§ Source text

- Born: November 1, 1898 Charleston, South Carolina
- Died: 1988 (aged 89–90)
- Burial place: Friendly Union Cemetery, Charleston, South Carolina
- Education: Howard University; Meharry Medical College (MD);
- Occupation: Medical doctor
- Organizations: Knights of Peter Claver; Omega Psi Phi;
- Spouse: Ellen Cecilia Wiley ​(m. 1937)​

= Joseph Hoffman Jr. =

Joseph "Irvine" Hoffman Jr. (November 1, 1898 – August, 1988) was an African American physician who practiced in the Charleston, South Carolina area for over 50 years.

== Early life and career ==
Hoffman was born in 1898 to Daisy Madeleine Horsey and Joseph Hoffman Sr., a butcher who owned a grocery store in Charleston, South Carolina.

Hoffman attended primary school at St. Peters Catholic School, and attended high school the Avery Normal Institute. After graduating from Avery, he pursued a college education at Howard University and Meharry Medical College, where he studied to become a physician.

(Records from a data source)

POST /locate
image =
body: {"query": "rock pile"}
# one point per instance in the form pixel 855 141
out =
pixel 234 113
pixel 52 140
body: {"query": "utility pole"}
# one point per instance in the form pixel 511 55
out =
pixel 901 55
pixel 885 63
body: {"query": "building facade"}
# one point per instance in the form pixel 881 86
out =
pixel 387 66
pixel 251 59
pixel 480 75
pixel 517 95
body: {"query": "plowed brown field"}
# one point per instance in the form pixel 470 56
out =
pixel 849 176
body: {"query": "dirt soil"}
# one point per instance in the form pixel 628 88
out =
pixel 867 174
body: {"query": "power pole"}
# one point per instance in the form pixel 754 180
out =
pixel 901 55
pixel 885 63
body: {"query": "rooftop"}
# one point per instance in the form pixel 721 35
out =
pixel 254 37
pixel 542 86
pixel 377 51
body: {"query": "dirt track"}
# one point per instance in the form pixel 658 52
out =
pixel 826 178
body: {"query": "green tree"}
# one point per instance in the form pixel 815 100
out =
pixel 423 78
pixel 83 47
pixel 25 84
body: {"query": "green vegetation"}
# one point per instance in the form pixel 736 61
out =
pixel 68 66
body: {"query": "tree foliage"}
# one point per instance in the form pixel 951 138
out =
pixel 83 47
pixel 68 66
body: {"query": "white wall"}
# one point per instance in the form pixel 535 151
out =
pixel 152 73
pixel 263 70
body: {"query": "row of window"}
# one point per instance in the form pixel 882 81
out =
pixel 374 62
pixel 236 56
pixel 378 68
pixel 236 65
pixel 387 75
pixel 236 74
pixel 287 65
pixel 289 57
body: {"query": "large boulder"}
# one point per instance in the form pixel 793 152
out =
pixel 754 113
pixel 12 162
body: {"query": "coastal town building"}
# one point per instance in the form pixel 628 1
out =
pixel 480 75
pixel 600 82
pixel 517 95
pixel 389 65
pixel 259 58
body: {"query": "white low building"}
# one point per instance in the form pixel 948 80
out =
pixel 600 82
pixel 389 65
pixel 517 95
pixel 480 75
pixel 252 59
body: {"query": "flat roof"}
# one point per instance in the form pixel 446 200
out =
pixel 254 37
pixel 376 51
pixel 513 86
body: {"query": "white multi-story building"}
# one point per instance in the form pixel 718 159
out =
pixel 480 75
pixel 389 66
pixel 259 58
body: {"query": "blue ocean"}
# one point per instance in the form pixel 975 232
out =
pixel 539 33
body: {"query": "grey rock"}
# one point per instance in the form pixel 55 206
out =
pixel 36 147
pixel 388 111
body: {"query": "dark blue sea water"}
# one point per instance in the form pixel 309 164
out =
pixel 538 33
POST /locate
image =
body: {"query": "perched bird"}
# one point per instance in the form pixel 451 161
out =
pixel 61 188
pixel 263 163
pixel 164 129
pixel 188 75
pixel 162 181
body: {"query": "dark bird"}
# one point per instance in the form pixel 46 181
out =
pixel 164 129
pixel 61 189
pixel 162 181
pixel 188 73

§ Problems and tasks
(a) Set down the passage of the Joseph Hoffman Jr. biography word for word, beginning at the words "Hoffman attended primary" and stopping after the words "become a physician.".
(b) Decide whether each statement agrees with the Joseph Hoffman Jr. biography, answering yes or no and quoting the words of the biography that settle it: (i) Hoffman's father owned a grocery store. (ii) Hoffman went to St. Peters Catholic School for high school. (iii) Hoffman practiced medicine in the Charleston area for more than 50 years.
The material above comes from a separate source.

§ Answers for each item
(a)
Hoffman attended primary school at St. Peters Catholic School, and attended high school the Avery Normal Institute. After graduating from Avery, he pursued a college education at Howard University and Meharry Medical College, where he studied to become a physician.

(b)
(i) Yes: "a butcher who owned a grocery store in Charleston, South Carolina."
(ii) No: "Hoffman attended primary school at St. Peters Catholic School."
(iii) Yes: "practiced in the Charleston, South Carolina area for over 50 years."